*** Materials provided ***
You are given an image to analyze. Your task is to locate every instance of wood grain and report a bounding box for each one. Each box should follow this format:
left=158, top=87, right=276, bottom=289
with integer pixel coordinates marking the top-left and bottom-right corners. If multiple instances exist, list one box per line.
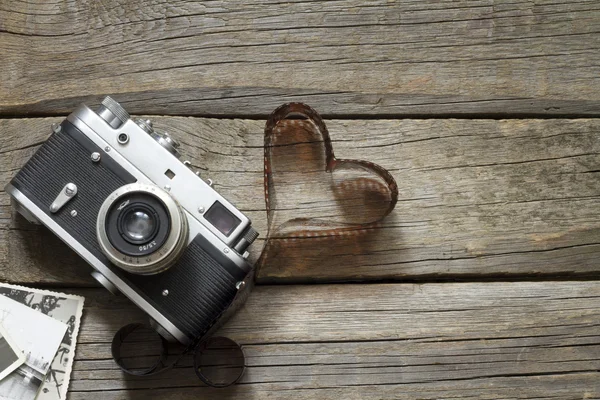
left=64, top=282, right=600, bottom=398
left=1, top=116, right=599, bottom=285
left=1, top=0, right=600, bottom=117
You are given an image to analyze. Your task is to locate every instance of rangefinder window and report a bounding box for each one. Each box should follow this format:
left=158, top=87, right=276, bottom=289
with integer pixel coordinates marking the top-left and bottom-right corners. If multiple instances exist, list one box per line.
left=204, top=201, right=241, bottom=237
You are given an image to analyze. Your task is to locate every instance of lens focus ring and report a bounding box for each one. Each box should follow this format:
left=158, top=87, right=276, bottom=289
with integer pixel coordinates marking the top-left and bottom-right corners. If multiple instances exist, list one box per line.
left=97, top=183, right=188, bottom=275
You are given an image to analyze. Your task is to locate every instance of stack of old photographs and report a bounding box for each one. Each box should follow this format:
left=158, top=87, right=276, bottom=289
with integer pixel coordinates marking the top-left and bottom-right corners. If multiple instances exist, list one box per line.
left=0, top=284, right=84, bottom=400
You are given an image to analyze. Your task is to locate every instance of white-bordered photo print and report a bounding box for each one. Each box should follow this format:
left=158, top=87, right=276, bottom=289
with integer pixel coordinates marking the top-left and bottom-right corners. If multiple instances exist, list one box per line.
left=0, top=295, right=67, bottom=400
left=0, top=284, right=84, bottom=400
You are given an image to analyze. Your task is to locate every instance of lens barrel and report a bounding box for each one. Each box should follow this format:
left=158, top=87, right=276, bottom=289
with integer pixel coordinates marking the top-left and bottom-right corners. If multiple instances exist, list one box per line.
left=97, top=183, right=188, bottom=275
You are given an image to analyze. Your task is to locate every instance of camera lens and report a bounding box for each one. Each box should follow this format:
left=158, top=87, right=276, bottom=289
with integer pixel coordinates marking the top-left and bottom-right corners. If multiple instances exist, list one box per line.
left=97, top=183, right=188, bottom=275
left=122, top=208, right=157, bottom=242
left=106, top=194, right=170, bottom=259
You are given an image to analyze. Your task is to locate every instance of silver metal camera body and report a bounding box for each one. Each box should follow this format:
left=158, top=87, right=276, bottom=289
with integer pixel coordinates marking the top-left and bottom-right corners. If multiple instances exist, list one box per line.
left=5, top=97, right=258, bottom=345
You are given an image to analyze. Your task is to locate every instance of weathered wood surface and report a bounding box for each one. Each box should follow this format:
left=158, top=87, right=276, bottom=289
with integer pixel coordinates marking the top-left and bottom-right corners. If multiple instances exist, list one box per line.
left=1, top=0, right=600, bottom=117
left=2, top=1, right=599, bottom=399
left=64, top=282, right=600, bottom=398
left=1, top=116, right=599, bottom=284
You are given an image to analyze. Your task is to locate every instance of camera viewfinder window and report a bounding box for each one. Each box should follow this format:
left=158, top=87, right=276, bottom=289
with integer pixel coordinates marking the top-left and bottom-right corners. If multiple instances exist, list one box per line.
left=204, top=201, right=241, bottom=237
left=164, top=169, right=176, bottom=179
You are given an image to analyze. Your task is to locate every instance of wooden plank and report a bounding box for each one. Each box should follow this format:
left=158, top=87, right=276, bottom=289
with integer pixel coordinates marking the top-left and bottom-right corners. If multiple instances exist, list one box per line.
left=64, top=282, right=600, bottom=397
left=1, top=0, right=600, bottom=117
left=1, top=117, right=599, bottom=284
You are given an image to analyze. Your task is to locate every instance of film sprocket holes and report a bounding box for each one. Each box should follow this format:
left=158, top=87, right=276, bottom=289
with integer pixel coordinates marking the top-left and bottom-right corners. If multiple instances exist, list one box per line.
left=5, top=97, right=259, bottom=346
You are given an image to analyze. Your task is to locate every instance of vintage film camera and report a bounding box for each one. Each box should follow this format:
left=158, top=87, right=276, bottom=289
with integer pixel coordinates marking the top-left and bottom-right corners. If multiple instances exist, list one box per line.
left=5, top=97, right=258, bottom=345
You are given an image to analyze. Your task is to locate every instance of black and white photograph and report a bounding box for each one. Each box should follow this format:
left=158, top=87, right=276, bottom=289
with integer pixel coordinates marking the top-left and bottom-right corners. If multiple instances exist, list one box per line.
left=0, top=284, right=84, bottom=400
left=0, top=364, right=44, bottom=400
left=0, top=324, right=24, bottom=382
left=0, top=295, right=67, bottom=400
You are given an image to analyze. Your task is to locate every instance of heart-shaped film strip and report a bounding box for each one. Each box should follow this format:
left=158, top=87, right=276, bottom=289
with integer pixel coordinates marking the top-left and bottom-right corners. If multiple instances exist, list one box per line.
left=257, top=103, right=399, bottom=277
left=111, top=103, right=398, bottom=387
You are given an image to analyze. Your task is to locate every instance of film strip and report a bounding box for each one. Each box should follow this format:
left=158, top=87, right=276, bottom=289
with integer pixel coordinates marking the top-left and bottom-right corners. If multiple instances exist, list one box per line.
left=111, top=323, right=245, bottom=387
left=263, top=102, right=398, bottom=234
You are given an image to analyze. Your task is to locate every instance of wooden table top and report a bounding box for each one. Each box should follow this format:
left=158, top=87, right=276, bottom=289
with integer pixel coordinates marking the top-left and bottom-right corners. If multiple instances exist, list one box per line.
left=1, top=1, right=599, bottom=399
*** End of Materials provided ***
• **Problem details**: Which of the lines in the data hold the string "white"? Report each of them by copying it.

• **Problem solution**:
You are given an image to analyze. Your task is to locate every instance of white-bordered photo print and report a bounding box for each one. Each box should follow this format:
You are given an image to analyze. Your task is to locate every instance of black and white photograph and report a bounding box for each one. Each box should follow this format:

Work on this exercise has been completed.